═════ Data excerpts

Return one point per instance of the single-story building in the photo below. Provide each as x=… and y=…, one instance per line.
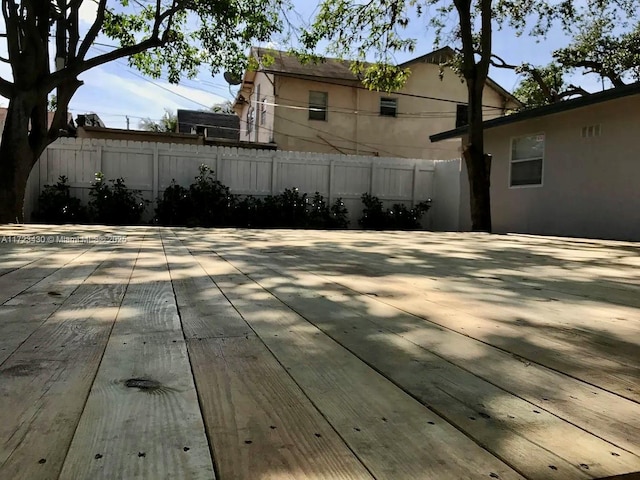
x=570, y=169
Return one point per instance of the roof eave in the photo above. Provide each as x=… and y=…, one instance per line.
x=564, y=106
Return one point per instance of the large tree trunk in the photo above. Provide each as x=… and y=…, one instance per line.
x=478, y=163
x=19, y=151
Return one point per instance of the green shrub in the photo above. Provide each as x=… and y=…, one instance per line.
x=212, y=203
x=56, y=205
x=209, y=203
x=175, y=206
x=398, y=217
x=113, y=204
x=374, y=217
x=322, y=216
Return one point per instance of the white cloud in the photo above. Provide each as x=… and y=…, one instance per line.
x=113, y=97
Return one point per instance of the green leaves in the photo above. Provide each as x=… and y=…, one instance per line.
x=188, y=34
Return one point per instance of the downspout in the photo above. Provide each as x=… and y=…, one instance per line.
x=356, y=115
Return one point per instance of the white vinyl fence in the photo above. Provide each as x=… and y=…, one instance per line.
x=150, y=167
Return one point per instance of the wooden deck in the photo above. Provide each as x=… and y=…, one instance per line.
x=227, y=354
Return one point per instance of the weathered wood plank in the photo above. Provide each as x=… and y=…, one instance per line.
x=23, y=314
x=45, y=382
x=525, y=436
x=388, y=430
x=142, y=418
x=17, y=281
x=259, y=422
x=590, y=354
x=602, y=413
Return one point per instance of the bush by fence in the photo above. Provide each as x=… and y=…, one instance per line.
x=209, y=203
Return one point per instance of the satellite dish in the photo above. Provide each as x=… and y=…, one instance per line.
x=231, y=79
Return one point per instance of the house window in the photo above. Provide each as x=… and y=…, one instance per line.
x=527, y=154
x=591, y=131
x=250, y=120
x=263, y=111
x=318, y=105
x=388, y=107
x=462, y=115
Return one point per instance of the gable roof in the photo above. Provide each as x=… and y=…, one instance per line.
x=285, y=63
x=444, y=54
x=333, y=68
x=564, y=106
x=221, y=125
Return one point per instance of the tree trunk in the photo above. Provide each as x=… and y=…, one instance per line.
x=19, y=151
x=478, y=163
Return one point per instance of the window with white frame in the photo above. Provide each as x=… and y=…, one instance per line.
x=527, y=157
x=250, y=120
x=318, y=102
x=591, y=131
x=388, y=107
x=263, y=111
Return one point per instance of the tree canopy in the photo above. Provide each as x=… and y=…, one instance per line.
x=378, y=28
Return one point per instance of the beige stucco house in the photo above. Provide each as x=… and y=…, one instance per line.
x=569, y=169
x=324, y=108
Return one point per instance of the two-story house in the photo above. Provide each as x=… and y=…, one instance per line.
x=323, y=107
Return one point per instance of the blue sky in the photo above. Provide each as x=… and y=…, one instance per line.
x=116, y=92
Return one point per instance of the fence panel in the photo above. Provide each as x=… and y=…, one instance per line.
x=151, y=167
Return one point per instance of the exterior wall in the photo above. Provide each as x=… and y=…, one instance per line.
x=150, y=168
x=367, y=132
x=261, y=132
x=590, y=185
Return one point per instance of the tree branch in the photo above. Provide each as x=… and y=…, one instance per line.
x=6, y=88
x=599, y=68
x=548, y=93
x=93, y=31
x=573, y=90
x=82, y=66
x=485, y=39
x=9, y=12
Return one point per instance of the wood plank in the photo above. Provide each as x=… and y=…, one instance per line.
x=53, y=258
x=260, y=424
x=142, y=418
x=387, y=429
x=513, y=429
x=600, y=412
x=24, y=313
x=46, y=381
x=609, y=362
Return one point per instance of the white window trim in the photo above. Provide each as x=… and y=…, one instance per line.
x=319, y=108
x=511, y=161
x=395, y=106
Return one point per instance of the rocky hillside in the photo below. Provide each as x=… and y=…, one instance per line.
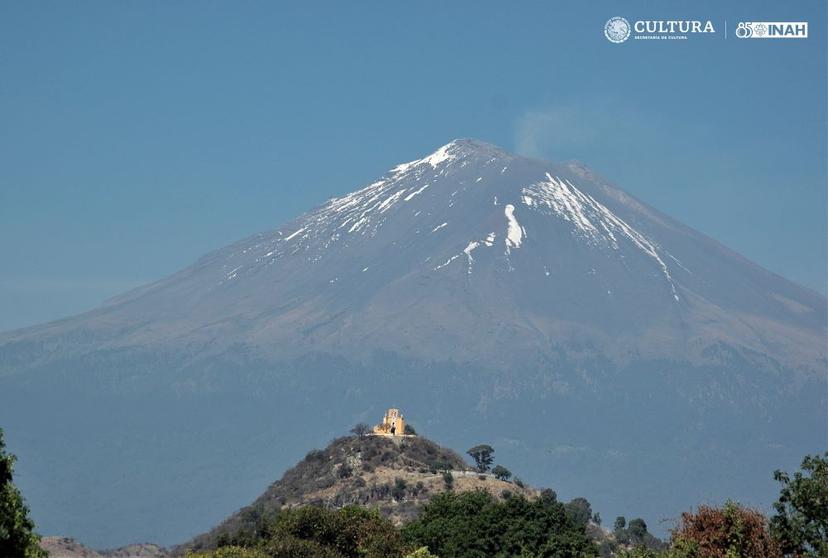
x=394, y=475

══════════

Aim of the task:
Repeat every line of the data above verbatim, but leave out the pictures.

Response to this task:
Return one point per instance of the single-story building in the photo below. Provide each as x=… and y=…, one instance per line.
x=570, y=169
Return one point per instance of the roof eave in the photo above. Provide each as x=… and y=…, one instance per line.
x=564, y=106
Return one point per instance of the large tree trunk in the photo above. Provide each as x=… and y=…, one instance per line.
x=478, y=163
x=19, y=151
Return one point per instance of the green shrub in the photo above. Provide each as x=… and y=…, one instance per line.
x=212, y=203
x=56, y=205
x=209, y=203
x=175, y=206
x=398, y=217
x=113, y=204
x=374, y=217
x=322, y=216
Return one point per instance of the white cloud in the photo above. Provide each as x=… and y=…, one instance per line.
x=113, y=97
Return one point per instance of the green leaves in the photo above. Provide each as x=… and y=…, one instance per line.
x=188, y=34
Return one point per instance of the downspout in the photo above. Provide each as x=… and y=…, one instance per line.
x=356, y=115
Return one point per instance of the white vinyl fence in the photo above. Provide each as x=… and y=…, one instance per line.
x=150, y=167
Return one point per instance of the wooden deck in the photo above. Provide each as x=… and y=…, one instance per line.
x=227, y=354
Return one point per instance of the weathered wood plank in the photo above. Provide each as x=… and y=…, one instance per line.
x=23, y=314
x=45, y=382
x=525, y=436
x=388, y=430
x=142, y=418
x=17, y=281
x=259, y=422
x=590, y=354
x=602, y=413
Return one point per instance of the bush by fence in the photo above. Provide each as x=… and y=…, one instance per line.
x=209, y=203
Return one point per instance of the satellite dish in the photo above. Provide each as x=… and y=…, one instance per line.
x=231, y=79
Return one point per instance of the house window in the photo above. Provide each as x=… and y=…, one instance per line.
x=527, y=154
x=591, y=131
x=250, y=120
x=263, y=111
x=318, y=105
x=388, y=107
x=462, y=115
Return one point per instance of the gable roof in the photo above. Provide each as x=… and y=…, one instance per line.
x=285, y=63
x=444, y=54
x=333, y=68
x=564, y=106
x=221, y=125
Return one point per instance of the tree trunk in the photo above. Provide each as x=… and y=…, one instance per line.
x=19, y=151
x=478, y=163
Return one point per instance of the window with white frame in the photo above. Provide each as x=… and y=…, one instance per line.
x=527, y=157
x=250, y=120
x=318, y=102
x=591, y=131
x=388, y=107
x=263, y=111
Return one point per instance of the tree canopy in the photo above. Provide each as x=… and y=…, one instance per line.
x=378, y=28
Return one point per instance of the beige stucco house in the photo above. Provide each as x=… and y=…, one instance per line.
x=569, y=169
x=324, y=108
Return one point per instance of the two-story house in the photo above. Provide each as x=… and y=…, one instance per line.
x=323, y=107
Return one point per instance of the blue sky in the photo above. Provide each as x=… and y=…, one instance per line.
x=116, y=92
Return one point per instance of the fence panel in the photo above. Provide each as x=… and y=…, one instance per line.
x=151, y=167
Return one point per instance of the exterior wall in the photo above. Provide each as x=… and y=…, one instance per line.
x=150, y=168
x=367, y=132
x=261, y=132
x=590, y=185
Return one point per instance of the tree branch in the photo above. Provide each as x=… and y=…, one instance per line.
x=6, y=88
x=599, y=68
x=548, y=93
x=93, y=31
x=573, y=90
x=82, y=66
x=485, y=39
x=9, y=12
Return one point per instance of the wood plank in the photo above. Provide each as x=… and y=…, one instance per line.
x=53, y=258
x=260, y=424
x=142, y=418
x=387, y=429
x=513, y=429
x=600, y=412
x=24, y=313
x=46, y=381
x=609, y=362
Return one point per instance of the white window trim in the photo above. Provide each as x=… and y=…, one instance per line.
x=319, y=108
x=511, y=161
x=395, y=106
Return one point per instance of the rocky hillside in the photo below. Provide each as x=… and y=…, one instance per line.
x=394, y=475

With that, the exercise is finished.